→ **Request**
Rewrite the data from its very first line down through the line holding "point(568, 269)", swapping each "terracotta" for "clay" and leaving everything else as it stands.
· · · · · · ·
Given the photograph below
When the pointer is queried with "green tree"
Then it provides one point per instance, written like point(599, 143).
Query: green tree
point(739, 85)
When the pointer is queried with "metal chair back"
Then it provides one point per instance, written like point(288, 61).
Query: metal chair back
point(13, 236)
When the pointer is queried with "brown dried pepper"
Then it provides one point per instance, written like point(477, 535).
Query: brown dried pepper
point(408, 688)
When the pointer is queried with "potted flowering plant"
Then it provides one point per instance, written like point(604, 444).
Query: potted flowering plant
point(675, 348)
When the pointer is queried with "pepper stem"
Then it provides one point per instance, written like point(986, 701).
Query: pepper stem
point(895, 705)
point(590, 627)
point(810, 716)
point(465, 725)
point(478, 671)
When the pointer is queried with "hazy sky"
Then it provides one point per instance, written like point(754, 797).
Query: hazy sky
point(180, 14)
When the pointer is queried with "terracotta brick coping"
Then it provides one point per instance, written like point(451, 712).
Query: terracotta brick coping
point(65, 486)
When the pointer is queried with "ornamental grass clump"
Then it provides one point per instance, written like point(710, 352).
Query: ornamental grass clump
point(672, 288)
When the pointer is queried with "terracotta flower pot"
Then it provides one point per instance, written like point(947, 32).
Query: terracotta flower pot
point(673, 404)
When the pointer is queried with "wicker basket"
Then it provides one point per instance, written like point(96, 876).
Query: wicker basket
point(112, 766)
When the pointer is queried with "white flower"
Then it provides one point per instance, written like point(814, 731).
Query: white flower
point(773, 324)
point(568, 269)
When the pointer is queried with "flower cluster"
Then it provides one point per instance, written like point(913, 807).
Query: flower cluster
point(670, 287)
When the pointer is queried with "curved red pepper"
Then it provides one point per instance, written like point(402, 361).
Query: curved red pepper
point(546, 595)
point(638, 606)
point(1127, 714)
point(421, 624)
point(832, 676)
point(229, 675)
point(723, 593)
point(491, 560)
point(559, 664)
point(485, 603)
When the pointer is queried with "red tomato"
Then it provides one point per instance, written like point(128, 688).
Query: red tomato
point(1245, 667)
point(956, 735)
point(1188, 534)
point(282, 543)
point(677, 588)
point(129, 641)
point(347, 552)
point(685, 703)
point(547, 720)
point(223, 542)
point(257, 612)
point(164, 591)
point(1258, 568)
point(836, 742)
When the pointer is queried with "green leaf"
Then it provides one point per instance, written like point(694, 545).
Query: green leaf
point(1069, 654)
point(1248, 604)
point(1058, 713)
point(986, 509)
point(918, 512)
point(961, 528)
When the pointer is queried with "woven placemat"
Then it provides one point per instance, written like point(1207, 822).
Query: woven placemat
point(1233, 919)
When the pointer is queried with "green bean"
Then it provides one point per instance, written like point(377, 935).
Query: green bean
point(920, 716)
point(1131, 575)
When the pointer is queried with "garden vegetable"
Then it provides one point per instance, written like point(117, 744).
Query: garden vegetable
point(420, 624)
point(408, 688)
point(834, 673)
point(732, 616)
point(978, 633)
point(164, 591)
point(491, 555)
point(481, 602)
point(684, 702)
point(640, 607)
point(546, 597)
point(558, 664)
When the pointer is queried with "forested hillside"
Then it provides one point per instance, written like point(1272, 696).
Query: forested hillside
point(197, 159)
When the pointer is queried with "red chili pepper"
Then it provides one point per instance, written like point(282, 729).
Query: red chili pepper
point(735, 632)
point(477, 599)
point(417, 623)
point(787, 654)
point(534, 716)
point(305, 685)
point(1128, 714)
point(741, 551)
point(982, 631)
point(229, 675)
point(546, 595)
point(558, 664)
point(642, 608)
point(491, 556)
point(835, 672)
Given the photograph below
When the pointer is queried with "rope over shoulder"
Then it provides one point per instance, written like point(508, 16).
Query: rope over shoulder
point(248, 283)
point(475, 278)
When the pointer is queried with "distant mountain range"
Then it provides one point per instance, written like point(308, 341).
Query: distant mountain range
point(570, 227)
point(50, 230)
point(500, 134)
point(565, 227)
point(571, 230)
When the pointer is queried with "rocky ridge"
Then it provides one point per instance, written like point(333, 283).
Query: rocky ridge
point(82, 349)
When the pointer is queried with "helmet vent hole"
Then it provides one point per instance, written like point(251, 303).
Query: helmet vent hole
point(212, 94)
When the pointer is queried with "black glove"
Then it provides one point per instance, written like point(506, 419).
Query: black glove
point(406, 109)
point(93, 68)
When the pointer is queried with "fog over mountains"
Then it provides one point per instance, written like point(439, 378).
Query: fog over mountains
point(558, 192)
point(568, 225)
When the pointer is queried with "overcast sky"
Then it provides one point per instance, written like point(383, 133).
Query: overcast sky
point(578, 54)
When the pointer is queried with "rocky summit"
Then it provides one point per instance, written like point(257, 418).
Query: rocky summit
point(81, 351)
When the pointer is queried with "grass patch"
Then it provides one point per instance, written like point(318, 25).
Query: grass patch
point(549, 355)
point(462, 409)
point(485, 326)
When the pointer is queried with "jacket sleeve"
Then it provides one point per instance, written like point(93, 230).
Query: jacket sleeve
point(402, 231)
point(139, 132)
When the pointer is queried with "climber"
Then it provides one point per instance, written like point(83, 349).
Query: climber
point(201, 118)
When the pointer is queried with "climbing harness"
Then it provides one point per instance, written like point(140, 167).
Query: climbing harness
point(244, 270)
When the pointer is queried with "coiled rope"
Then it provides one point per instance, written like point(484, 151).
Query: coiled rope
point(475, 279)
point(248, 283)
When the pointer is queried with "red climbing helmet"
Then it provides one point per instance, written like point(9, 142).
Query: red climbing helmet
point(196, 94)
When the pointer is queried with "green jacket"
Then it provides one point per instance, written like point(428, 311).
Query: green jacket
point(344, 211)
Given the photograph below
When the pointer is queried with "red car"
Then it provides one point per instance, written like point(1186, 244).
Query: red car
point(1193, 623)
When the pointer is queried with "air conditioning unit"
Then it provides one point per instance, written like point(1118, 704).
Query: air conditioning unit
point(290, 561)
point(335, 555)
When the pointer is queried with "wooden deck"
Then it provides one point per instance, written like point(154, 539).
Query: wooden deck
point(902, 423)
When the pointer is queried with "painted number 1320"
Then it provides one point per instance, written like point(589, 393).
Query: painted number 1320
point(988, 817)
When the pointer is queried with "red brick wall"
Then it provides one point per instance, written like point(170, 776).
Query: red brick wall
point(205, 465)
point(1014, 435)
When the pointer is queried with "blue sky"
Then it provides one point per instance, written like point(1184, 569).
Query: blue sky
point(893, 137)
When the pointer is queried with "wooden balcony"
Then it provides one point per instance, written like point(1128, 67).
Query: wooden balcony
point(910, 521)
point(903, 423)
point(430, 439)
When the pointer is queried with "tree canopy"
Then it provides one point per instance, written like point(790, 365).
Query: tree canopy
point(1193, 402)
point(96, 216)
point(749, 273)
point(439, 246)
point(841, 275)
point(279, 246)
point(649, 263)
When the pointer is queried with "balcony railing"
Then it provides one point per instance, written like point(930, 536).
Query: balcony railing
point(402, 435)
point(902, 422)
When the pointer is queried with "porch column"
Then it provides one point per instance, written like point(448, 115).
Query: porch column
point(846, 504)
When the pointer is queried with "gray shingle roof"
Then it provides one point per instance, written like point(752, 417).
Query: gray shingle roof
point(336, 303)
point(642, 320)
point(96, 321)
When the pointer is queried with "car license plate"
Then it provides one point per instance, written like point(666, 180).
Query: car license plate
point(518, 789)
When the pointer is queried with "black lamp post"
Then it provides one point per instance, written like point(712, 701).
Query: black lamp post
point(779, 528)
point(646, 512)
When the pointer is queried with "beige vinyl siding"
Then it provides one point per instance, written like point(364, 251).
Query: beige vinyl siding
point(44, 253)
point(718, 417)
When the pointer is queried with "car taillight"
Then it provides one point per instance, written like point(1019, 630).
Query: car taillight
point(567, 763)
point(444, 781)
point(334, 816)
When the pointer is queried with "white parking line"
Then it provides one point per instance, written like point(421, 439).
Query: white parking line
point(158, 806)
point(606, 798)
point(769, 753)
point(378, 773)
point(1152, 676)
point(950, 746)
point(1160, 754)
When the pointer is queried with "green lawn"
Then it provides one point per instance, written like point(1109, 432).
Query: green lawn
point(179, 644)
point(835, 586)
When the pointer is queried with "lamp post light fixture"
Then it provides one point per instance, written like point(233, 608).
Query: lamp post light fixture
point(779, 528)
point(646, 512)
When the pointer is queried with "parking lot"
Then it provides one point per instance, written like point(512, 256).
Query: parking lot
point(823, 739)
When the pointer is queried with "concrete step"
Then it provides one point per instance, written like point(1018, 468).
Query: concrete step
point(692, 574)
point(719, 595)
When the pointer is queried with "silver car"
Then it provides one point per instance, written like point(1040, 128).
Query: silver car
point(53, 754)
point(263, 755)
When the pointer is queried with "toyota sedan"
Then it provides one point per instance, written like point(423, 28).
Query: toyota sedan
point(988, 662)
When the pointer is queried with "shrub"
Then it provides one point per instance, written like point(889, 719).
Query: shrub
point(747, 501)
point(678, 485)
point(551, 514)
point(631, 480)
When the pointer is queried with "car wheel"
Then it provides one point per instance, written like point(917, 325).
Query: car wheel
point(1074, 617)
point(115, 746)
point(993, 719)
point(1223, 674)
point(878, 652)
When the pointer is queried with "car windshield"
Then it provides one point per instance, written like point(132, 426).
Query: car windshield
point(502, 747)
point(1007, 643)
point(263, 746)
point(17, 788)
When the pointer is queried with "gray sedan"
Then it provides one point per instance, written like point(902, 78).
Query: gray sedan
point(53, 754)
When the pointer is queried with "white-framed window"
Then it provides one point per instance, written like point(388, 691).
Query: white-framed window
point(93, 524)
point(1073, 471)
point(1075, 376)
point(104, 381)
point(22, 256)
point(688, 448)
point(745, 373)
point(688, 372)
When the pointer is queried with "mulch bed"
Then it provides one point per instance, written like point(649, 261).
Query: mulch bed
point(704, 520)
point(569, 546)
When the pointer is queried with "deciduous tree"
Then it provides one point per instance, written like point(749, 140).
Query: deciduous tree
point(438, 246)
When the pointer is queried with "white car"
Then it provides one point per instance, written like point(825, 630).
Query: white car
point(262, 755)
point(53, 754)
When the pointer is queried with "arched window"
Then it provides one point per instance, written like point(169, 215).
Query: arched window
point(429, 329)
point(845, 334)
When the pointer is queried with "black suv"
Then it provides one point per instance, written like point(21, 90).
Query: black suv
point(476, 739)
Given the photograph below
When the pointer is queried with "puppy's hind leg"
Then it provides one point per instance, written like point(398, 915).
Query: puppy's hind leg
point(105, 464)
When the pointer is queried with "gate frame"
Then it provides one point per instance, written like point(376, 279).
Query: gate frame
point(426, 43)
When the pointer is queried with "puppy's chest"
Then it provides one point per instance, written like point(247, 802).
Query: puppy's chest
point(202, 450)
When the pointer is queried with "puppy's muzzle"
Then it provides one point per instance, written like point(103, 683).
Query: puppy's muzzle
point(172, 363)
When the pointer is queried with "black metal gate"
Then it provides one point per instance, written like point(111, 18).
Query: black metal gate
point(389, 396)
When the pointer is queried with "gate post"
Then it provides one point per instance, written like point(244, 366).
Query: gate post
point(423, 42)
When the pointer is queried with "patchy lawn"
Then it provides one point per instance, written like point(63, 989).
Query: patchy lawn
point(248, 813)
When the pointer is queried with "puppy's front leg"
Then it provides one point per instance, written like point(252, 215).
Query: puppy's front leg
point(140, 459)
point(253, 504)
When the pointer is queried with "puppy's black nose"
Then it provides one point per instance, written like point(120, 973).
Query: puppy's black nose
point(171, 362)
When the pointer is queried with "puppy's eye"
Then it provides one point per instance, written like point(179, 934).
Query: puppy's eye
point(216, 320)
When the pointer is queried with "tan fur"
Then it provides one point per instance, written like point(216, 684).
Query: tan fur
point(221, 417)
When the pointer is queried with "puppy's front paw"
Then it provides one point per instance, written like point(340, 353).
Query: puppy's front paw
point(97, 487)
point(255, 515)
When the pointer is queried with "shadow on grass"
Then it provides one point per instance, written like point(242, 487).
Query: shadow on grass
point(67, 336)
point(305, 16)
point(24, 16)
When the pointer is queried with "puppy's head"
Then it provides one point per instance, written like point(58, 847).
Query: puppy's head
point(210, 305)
· · · · · · ·
→ **Answer to the exercise**
Given the photograph below
When the pointer is queried with "green tree"
Then it provides one point per instance, written like point(599, 143).
Query: green tree
point(739, 85)
When the pointer is queried with "metal chair back"
Then it provides one point per instance, written like point(288, 61).
Query: metal chair back
point(13, 236)
When the pointer is queried with "brown dried pepper"
Then it provides one point per instance, written like point(477, 535).
Query: brown dried pepper
point(408, 688)
When the pointer is queried with "potted flowering plant"
Then it provides one point per instance, written like point(604, 444).
Query: potted flowering plant
point(675, 348)
When the pointer is queried with "pepper stem"
Then it provides one point per instance, written like point(986, 701).
Query: pepper stem
point(895, 705)
point(590, 627)
point(810, 716)
point(465, 725)
point(478, 671)
When the pointer is queried with "hazy sky"
Then it provides one point per instance, written like point(754, 797).
Query: hazy sky
point(180, 14)
When the pointer is queried with "clay brick coping"
Then it provides one point per instance, written like point(451, 712).
Query: clay brick coping
point(65, 486)
When the pointer is queried with "ornamental grass clump"
Then it provides one point per instance, written like point(710, 352).
Query: ornamental grass clump
point(672, 288)
When the pointer is queried with "clay flower pot"
Then it provides one point per instance, written like point(947, 32).
Query: clay flower pot
point(673, 404)
When the pointer is queried with "wicker basket"
Then it provides one point per instance, written like point(96, 876).
Query: wicker basket
point(112, 766)
When the pointer is queried with "white flower"
Then it provides one point per instance, written like point(814, 731).
Query: white flower
point(773, 324)
point(568, 269)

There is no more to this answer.